**STATED PROBLEM A**. From the Curtis Ofori profile below, list each distinct team named in the senior career section.

══ DOCUMENT EXCERPT

Curtis Ofori

Personal information
- Date of birth: November 20, 2005 (age 20)
- Place of birth: Hopewell Junction, New York, United States
- Height: 5 ft 10 in (1.78 m)
- Position: Left-back

Team information
- Current team: Cavalry FC

Youth career
- Wappingers Lightning
- 2017–2022: New York Red Bulls

Senior career*
- Years: Team / Apps / (Gls)
- 2021–2022: New York Red Bulls II / 47 / (0)
- 2023–2025: New York Red Bulls / 0 / (0)
- 2023–2025: → New York Red Bulls II / 37 / (2)
- 2026–: Cavalry FC II / 2 / (0)
- 2026–: Cavalry FC / 10 / (0)

= Curtis Ofori =

American soccer player (born 2005)

Curtis Ofori (born November 20, 2005) is an American professional soccer player who plays as a left-back for Canadian Premier League club Cavalry FC.

════
══ DATA IN THIS EXERCISE

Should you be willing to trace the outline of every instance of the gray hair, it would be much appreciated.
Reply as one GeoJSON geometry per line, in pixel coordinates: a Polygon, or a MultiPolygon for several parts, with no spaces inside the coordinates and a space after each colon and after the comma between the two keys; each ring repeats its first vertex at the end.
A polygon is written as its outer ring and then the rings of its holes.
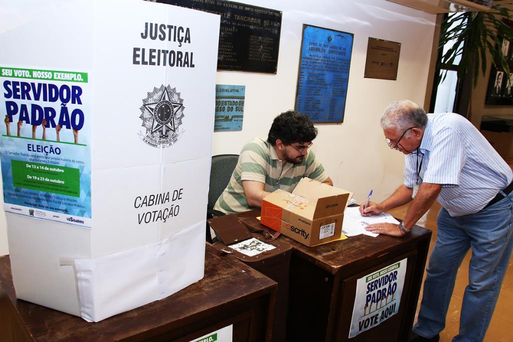
{"type": "Polygon", "coordinates": [[[381,127],[383,129],[396,129],[404,131],[412,127],[424,128],[427,123],[426,112],[419,105],[409,100],[392,102],[381,115],[381,127]]]}

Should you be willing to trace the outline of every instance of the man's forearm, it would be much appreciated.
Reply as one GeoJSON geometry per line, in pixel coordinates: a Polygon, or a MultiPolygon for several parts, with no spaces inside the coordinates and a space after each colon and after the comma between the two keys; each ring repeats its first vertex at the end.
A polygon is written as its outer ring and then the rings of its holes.
{"type": "Polygon", "coordinates": [[[412,193],[411,188],[403,184],[389,197],[380,203],[380,206],[384,212],[401,206],[411,200],[412,193]]]}
{"type": "Polygon", "coordinates": [[[417,221],[429,210],[442,190],[442,184],[423,183],[415,196],[411,205],[404,217],[403,223],[407,229],[411,229],[417,221]]]}
{"type": "Polygon", "coordinates": [[[266,197],[271,193],[263,190],[258,192],[250,192],[247,194],[246,199],[248,201],[248,205],[249,206],[256,206],[259,208],[262,207],[262,200],[264,197],[266,197]]]}
{"type": "Polygon", "coordinates": [[[242,181],[244,196],[249,206],[262,207],[262,200],[270,193],[264,190],[265,184],[260,182],[242,181]]]}

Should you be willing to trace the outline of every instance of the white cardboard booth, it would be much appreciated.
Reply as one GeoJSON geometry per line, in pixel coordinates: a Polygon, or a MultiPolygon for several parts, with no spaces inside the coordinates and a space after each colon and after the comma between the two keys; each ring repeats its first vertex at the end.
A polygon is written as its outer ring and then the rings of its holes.
{"type": "Polygon", "coordinates": [[[220,18],[50,1],[0,26],[17,298],[97,321],[203,277],[220,18]]]}

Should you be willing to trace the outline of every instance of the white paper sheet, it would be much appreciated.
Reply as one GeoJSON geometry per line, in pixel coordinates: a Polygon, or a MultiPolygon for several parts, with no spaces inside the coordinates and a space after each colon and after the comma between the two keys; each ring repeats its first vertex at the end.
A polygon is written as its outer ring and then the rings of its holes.
{"type": "Polygon", "coordinates": [[[376,237],[378,234],[365,230],[365,227],[374,223],[394,223],[399,221],[389,214],[382,213],[374,216],[362,216],[358,206],[346,208],[344,212],[344,221],[342,222],[342,233],[346,236],[355,236],[365,234],[376,237]]]}
{"type": "Polygon", "coordinates": [[[272,244],[266,243],[254,238],[231,244],[229,247],[248,256],[254,256],[263,252],[270,251],[276,248],[272,244]]]}

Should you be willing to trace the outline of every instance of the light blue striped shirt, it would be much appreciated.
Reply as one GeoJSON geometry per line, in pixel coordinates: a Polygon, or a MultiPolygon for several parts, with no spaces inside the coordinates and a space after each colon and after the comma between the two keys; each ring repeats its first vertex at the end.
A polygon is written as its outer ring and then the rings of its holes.
{"type": "Polygon", "coordinates": [[[419,184],[442,184],[437,199],[451,216],[477,213],[511,182],[511,168],[463,117],[454,113],[427,117],[420,153],[406,156],[404,185],[415,184],[423,156],[419,184]]]}

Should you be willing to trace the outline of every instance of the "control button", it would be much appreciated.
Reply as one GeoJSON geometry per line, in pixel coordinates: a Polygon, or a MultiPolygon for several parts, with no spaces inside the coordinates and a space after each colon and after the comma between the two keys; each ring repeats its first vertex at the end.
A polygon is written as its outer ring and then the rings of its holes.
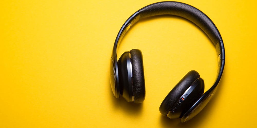
{"type": "Polygon", "coordinates": [[[178,101],[178,104],[180,105],[181,103],[182,103],[182,102],[183,102],[183,100],[182,100],[182,99],[180,99],[180,100],[179,100],[179,101],[178,101]]]}

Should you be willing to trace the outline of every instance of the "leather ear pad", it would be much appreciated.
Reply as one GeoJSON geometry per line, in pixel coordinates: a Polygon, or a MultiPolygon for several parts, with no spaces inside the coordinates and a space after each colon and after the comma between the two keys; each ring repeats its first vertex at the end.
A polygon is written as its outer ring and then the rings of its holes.
{"type": "Polygon", "coordinates": [[[191,70],[187,73],[172,89],[162,101],[159,108],[161,113],[166,116],[171,107],[178,99],[199,77],[199,73],[194,70],[191,70]]]}
{"type": "Polygon", "coordinates": [[[132,65],[132,77],[134,89],[134,102],[141,103],[145,97],[145,87],[142,52],[139,49],[130,50],[132,65]]]}

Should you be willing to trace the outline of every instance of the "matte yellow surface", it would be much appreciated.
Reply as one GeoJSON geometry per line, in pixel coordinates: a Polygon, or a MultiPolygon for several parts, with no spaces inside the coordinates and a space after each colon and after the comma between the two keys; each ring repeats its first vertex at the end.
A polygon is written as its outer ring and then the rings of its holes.
{"type": "Polygon", "coordinates": [[[226,55],[216,95],[184,123],[159,107],[190,70],[204,80],[205,91],[215,80],[215,49],[199,28],[166,16],[130,28],[118,56],[143,53],[146,98],[135,104],[113,95],[110,57],[125,21],[159,1],[41,1],[0,2],[0,127],[257,127],[255,1],[180,1],[212,20],[226,55]]]}

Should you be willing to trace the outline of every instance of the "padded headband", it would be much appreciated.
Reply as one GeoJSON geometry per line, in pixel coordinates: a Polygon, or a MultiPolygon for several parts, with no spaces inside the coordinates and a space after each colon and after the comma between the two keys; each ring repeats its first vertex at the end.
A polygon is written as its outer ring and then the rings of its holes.
{"type": "MultiPolygon", "coordinates": [[[[140,19],[153,16],[167,14],[180,16],[194,23],[204,31],[216,46],[218,57],[218,67],[216,79],[212,86],[199,100],[204,100],[208,95],[214,93],[221,77],[225,64],[225,51],[221,36],[213,23],[203,13],[189,5],[173,1],[161,2],[145,7],[133,14],[122,26],[115,40],[112,56],[115,70],[118,70],[117,48],[122,39],[130,27],[140,19]]],[[[117,81],[118,72],[115,72],[116,79],[117,81]]],[[[119,84],[117,83],[116,84],[119,86],[119,84]]]]}

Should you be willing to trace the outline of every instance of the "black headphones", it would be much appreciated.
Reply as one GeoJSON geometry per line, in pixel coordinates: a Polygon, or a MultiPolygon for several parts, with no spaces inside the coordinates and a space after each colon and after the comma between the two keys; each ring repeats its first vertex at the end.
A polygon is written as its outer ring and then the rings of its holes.
{"type": "Polygon", "coordinates": [[[218,57],[216,80],[203,94],[204,84],[199,74],[189,71],[170,92],[160,106],[161,114],[170,119],[181,118],[181,122],[192,119],[201,111],[213,95],[222,75],[225,64],[225,50],[221,36],[212,21],[201,11],[191,5],[178,2],[157,3],[136,11],[122,25],[115,40],[110,63],[110,80],[116,98],[120,94],[129,102],[141,103],[145,96],[142,52],[134,49],[124,52],[117,61],[118,46],[124,35],[139,19],[162,15],[183,17],[197,25],[216,46],[218,57]]]}

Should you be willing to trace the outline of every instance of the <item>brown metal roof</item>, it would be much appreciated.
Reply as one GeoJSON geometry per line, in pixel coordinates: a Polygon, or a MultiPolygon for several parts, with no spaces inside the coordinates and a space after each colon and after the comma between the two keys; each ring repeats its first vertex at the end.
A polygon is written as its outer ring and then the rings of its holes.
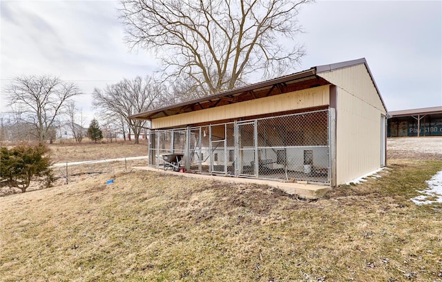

════

**STATED PROBLEM B**. Pull out every line of the rows above that contains the word "white", matching case exactly.

**CORRECT RESPONSE A**.
New York Red Bulls II
New York Red Bulls
Cavalry FC II
Cavalry FC

**CORRECT RESPONSE B**.
Should you be willing to trace the outline of every instance of the white cardboard booth, it would be much appreciated.
Should you be willing to trace the outline of every instance of the white paper sheet, it would be much appreciated.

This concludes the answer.